(EXERCISE PROMPT):
Copy the listing verbatim, excluding any images found in it.

(DATA EXCERPTS):
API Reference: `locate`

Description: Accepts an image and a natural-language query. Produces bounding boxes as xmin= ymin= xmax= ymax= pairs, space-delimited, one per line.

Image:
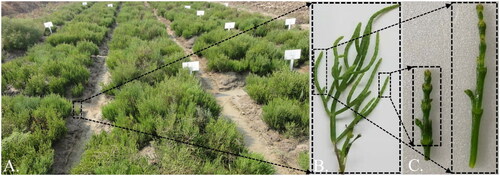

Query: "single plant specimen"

xmin=416 ymin=69 xmax=433 ymax=160
xmin=464 ymin=4 xmax=487 ymax=168
xmin=313 ymin=4 xmax=398 ymax=173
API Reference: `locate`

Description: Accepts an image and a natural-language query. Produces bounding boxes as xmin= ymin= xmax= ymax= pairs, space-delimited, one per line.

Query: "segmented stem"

xmin=416 ymin=69 xmax=433 ymax=160
xmin=465 ymin=4 xmax=487 ymax=168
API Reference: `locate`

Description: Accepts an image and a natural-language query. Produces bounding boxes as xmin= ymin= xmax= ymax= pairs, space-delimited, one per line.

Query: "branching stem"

xmin=313 ymin=4 xmax=398 ymax=173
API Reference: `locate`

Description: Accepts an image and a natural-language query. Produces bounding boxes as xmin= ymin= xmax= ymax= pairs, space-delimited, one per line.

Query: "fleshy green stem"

xmin=465 ymin=4 xmax=487 ymax=168
xmin=313 ymin=4 xmax=398 ymax=173
xmin=416 ymin=70 xmax=433 ymax=160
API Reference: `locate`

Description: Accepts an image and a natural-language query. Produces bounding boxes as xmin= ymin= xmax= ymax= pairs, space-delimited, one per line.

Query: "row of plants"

xmin=103 ymin=2 xmax=183 ymax=92
xmin=2 ymin=2 xmax=118 ymax=97
xmin=1 ymin=2 xmax=91 ymax=51
xmin=46 ymin=3 xmax=117 ymax=46
xmin=72 ymin=3 xmax=274 ymax=174
xmin=151 ymin=2 xmax=309 ymax=74
xmin=1 ymin=95 xmax=72 ymax=174
xmin=151 ymin=2 xmax=310 ymax=142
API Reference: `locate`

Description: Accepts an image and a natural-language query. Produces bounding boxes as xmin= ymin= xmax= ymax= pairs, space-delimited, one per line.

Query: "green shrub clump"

xmin=2 ymin=95 xmax=71 ymax=174
xmin=263 ymin=98 xmax=308 ymax=137
xmin=246 ymin=70 xmax=308 ymax=104
xmin=265 ymin=29 xmax=309 ymax=66
xmin=246 ymin=70 xmax=309 ymax=138
xmin=1 ymin=18 xmax=44 ymax=51
xmin=194 ymin=29 xmax=286 ymax=75
xmin=46 ymin=22 xmax=108 ymax=46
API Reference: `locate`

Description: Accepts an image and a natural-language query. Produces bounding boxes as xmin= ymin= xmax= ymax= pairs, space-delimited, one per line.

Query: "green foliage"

xmin=236 ymin=16 xmax=285 ymax=37
xmin=2 ymin=95 xmax=71 ymax=174
xmin=232 ymin=153 xmax=275 ymax=174
xmin=113 ymin=19 xmax=166 ymax=41
xmin=70 ymin=130 xmax=155 ymax=174
xmin=71 ymin=83 xmax=84 ymax=97
xmin=76 ymin=69 xmax=272 ymax=174
xmin=1 ymin=18 xmax=44 ymax=51
xmin=194 ymin=29 xmax=285 ymax=75
xmin=44 ymin=2 xmax=89 ymax=26
xmin=72 ymin=3 xmax=117 ymax=27
xmin=246 ymin=70 xmax=309 ymax=138
xmin=46 ymin=2 xmax=117 ymax=46
xmin=171 ymin=16 xmax=219 ymax=38
xmin=2 ymin=2 xmax=118 ymax=97
xmin=2 ymin=43 xmax=92 ymax=96
xmin=77 ymin=40 xmax=99 ymax=55
xmin=116 ymin=2 xmax=155 ymax=22
xmin=246 ymin=70 xmax=308 ymax=104
xmin=265 ymin=29 xmax=310 ymax=66
xmin=298 ymin=151 xmax=309 ymax=171
xmin=105 ymin=5 xmax=184 ymax=89
xmin=263 ymin=98 xmax=308 ymax=137
xmin=46 ymin=22 xmax=108 ymax=46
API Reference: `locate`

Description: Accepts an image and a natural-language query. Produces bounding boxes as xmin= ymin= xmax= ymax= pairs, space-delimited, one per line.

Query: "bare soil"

xmin=2 ymin=2 xmax=68 ymax=18
xmin=50 ymin=5 xmax=118 ymax=174
xmin=149 ymin=3 xmax=308 ymax=174
xmin=224 ymin=1 xmax=310 ymax=29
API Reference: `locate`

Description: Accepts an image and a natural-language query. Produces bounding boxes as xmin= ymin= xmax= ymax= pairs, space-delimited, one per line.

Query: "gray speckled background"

xmin=402 ymin=2 xmax=497 ymax=174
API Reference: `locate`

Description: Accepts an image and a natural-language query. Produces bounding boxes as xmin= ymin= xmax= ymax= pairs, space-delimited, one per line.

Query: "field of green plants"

xmin=1 ymin=2 xmax=117 ymax=174
xmin=2 ymin=1 xmax=309 ymax=174
xmin=2 ymin=3 xmax=91 ymax=52
xmin=151 ymin=2 xmax=310 ymax=140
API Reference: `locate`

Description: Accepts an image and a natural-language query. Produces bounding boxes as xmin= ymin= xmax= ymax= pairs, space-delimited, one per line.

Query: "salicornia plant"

xmin=416 ymin=69 xmax=433 ymax=160
xmin=465 ymin=4 xmax=487 ymax=168
xmin=313 ymin=5 xmax=398 ymax=173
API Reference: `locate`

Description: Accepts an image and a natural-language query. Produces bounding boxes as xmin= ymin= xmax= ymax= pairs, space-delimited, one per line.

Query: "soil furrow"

xmin=49 ymin=4 xmax=119 ymax=174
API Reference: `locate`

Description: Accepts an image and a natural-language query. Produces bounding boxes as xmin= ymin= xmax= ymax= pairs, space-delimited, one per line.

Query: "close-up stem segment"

xmin=416 ymin=69 xmax=433 ymax=160
xmin=464 ymin=4 xmax=487 ymax=168
xmin=313 ymin=4 xmax=398 ymax=173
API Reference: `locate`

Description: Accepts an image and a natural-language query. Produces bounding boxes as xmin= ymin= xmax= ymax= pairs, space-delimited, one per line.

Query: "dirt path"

xmin=50 ymin=4 xmax=118 ymax=174
xmin=149 ymin=4 xmax=307 ymax=174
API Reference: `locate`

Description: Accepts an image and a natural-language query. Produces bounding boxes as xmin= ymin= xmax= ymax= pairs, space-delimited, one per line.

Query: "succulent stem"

xmin=416 ymin=69 xmax=433 ymax=160
xmin=465 ymin=4 xmax=487 ymax=168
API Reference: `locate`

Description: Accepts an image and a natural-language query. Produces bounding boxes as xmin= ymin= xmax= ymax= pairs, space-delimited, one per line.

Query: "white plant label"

xmin=44 ymin=22 xmax=54 ymax=34
xmin=223 ymin=3 xmax=229 ymax=7
xmin=285 ymin=18 xmax=296 ymax=30
xmin=184 ymin=5 xmax=191 ymax=9
xmin=285 ymin=18 xmax=296 ymax=25
xmin=107 ymin=4 xmax=113 ymax=7
xmin=43 ymin=22 xmax=53 ymax=28
xmin=197 ymin=10 xmax=205 ymax=16
xmin=284 ymin=49 xmax=302 ymax=70
xmin=82 ymin=2 xmax=87 ymax=6
xmin=224 ymin=22 xmax=235 ymax=30
xmin=182 ymin=61 xmax=200 ymax=73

(EXERCISE SOLUTION):
API Reference: `locate`

Description: Accepts an image and a natural-language query. Produces bounding boxes as xmin= ymin= xmax= ymax= pairs, space-delimited, one per line.

Image:

Query: "single plant specimen"

xmin=416 ymin=69 xmax=433 ymax=160
xmin=464 ymin=4 xmax=487 ymax=168
xmin=313 ymin=4 xmax=398 ymax=173
API Reference: `locate`

Description: Accepts an image and a natural-language query. Produces bounding boxes as xmin= ymin= xmax= ymax= pairs, space-delimited, one per line.

Query: "segmented stem"

xmin=416 ymin=69 xmax=433 ymax=160
xmin=465 ymin=4 xmax=487 ymax=168
API Reference: `locate`

Description: Accepts an image and a natural-language query. Produces bounding boxes as xmin= ymin= xmax= ymax= pairs, space-delimited, one per line.

Query: "branching stem"

xmin=313 ymin=4 xmax=398 ymax=173
API Reference: `locate`

Description: Accepts an image and a natural-language query. Produces bounding boxes as xmin= ymin= xmax= ymax= pairs, space-delimited, one per line.

Query: "fleshy green stem"

xmin=465 ymin=4 xmax=487 ymax=168
xmin=313 ymin=4 xmax=398 ymax=173
xmin=416 ymin=70 xmax=433 ymax=160
API Reference: `locate`

Description: Accepts an image and a natural-language query. Produces bounding boxes as xmin= ymin= xmax= ymax= pairs, space-delimited, one per line.

Query: "row of plants"

xmin=103 ymin=2 xmax=183 ymax=92
xmin=2 ymin=2 xmax=118 ymax=97
xmin=1 ymin=2 xmax=91 ymax=51
xmin=46 ymin=3 xmax=117 ymax=46
xmin=72 ymin=3 xmax=274 ymax=174
xmin=151 ymin=2 xmax=309 ymax=74
xmin=1 ymin=95 xmax=72 ymax=174
xmin=151 ymin=2 xmax=310 ymax=142
API Reference: `locate`

Description: Accepts an image and a natural-language query. Produces bounding boxes as xmin= ymin= xmax= ymax= pairs, space-delimited, one per line.

Query: "green shrub clump"

xmin=2 ymin=95 xmax=71 ymax=174
xmin=263 ymin=98 xmax=308 ymax=137
xmin=246 ymin=70 xmax=308 ymax=104
xmin=265 ymin=29 xmax=309 ymax=66
xmin=246 ymin=70 xmax=309 ymax=138
xmin=1 ymin=18 xmax=44 ymax=51
xmin=194 ymin=29 xmax=286 ymax=75
xmin=46 ymin=22 xmax=108 ymax=46
API Reference: `locate`

Description: Accepts an image and a natural-language query. Produces bounding boxes as xmin= ymin= xmax= ymax= pairs, space-delimited, one per line.

Query: "green foliage"

xmin=236 ymin=16 xmax=285 ymax=37
xmin=2 ymin=95 xmax=71 ymax=174
xmin=232 ymin=153 xmax=275 ymax=174
xmin=113 ymin=19 xmax=166 ymax=41
xmin=70 ymin=130 xmax=155 ymax=174
xmin=71 ymin=83 xmax=84 ymax=97
xmin=76 ymin=69 xmax=272 ymax=174
xmin=1 ymin=18 xmax=44 ymax=51
xmin=194 ymin=29 xmax=285 ymax=75
xmin=44 ymin=2 xmax=89 ymax=26
xmin=72 ymin=3 xmax=117 ymax=27
xmin=246 ymin=70 xmax=309 ymax=138
xmin=46 ymin=2 xmax=117 ymax=46
xmin=171 ymin=16 xmax=219 ymax=38
xmin=2 ymin=2 xmax=118 ymax=97
xmin=2 ymin=43 xmax=92 ymax=96
xmin=77 ymin=40 xmax=99 ymax=55
xmin=116 ymin=2 xmax=155 ymax=22
xmin=246 ymin=70 xmax=308 ymax=104
xmin=265 ymin=29 xmax=310 ymax=66
xmin=298 ymin=151 xmax=309 ymax=171
xmin=105 ymin=5 xmax=184 ymax=89
xmin=263 ymin=98 xmax=308 ymax=137
xmin=46 ymin=22 xmax=108 ymax=46
API Reference: `locate`

Description: Accepts an image and a natural-language query. Produces bounding boxes as xmin= ymin= xmax= ymax= pairs, space-delimited, one per line.

Query: "bare soil"

xmin=2 ymin=2 xmax=68 ymax=18
xmin=50 ymin=5 xmax=118 ymax=174
xmin=149 ymin=3 xmax=308 ymax=174
xmin=224 ymin=1 xmax=310 ymax=29
API Reference: `locate`

Description: Accepts an image and a natural-language query. Produces bounding boxes as xmin= ymin= xmax= ymax= pairs, space-delimited, one per line.

Query: "gray speckled background"

xmin=402 ymin=2 xmax=497 ymax=174
API Reference: `locate`

Description: Accepts an image and a natural-language query. Produces bounding boxes as xmin= ymin= xmax= ymax= pairs, space-delimited, one per line.

Query: "field of green plants"

xmin=1 ymin=2 xmax=117 ymax=174
xmin=2 ymin=1 xmax=309 ymax=174
xmin=2 ymin=3 xmax=91 ymax=52
xmin=151 ymin=2 xmax=310 ymax=140
API Reference: `locate`

Description: Accepts an image and a natural-language query. Produces bounding boxes as xmin= ymin= xmax= ymax= pairs, space-delimited, one per line.

Query: "salicornia plant"

xmin=416 ymin=69 xmax=433 ymax=160
xmin=465 ymin=4 xmax=487 ymax=168
xmin=313 ymin=5 xmax=398 ymax=173
API Reference: `locate`

Description: Accepts an image and a natural-language query. Produces bounding boxes as xmin= ymin= xmax= ymax= pairs, space-delimited, one per line.

Query: "soil furrow"

xmin=49 ymin=4 xmax=119 ymax=174
API Reference: `locate`

Description: Accepts an image and a natural-language query. Produces bounding boxes as xmin= ymin= xmax= ymax= pairs, space-delimited, one per line.

Query: "close-up stem segment"

xmin=416 ymin=69 xmax=433 ymax=160
xmin=464 ymin=4 xmax=487 ymax=168
xmin=313 ymin=4 xmax=398 ymax=173
API Reference: `locate`

Description: Accepts an image and a natural-language query. Produces bounding boxes as xmin= ymin= xmax= ymax= pairs, space-delimited, one per line.

Query: "dirt path"

xmin=50 ymin=4 xmax=118 ymax=174
xmin=149 ymin=4 xmax=307 ymax=174
API Reference: `locate`

Description: Accepts an image and a natural-language query. Produces bounding boxes as xmin= ymin= xmax= ymax= pairs, space-delimited, one per line.

Query: "succulent stem"

xmin=416 ymin=69 xmax=433 ymax=160
xmin=465 ymin=4 xmax=487 ymax=168
API Reference: `locate`

Description: Accepts an image and a natural-language query. Produces bounding boxes as xmin= ymin= xmax= ymax= pairs, space-delimited, one per line.

Query: "white plant label"

xmin=44 ymin=22 xmax=54 ymax=34
xmin=223 ymin=3 xmax=229 ymax=7
xmin=285 ymin=18 xmax=296 ymax=30
xmin=184 ymin=5 xmax=191 ymax=9
xmin=285 ymin=18 xmax=296 ymax=25
xmin=107 ymin=4 xmax=113 ymax=7
xmin=43 ymin=22 xmax=53 ymax=28
xmin=197 ymin=10 xmax=205 ymax=16
xmin=284 ymin=49 xmax=302 ymax=70
xmin=82 ymin=2 xmax=87 ymax=6
xmin=224 ymin=22 xmax=235 ymax=30
xmin=182 ymin=61 xmax=200 ymax=73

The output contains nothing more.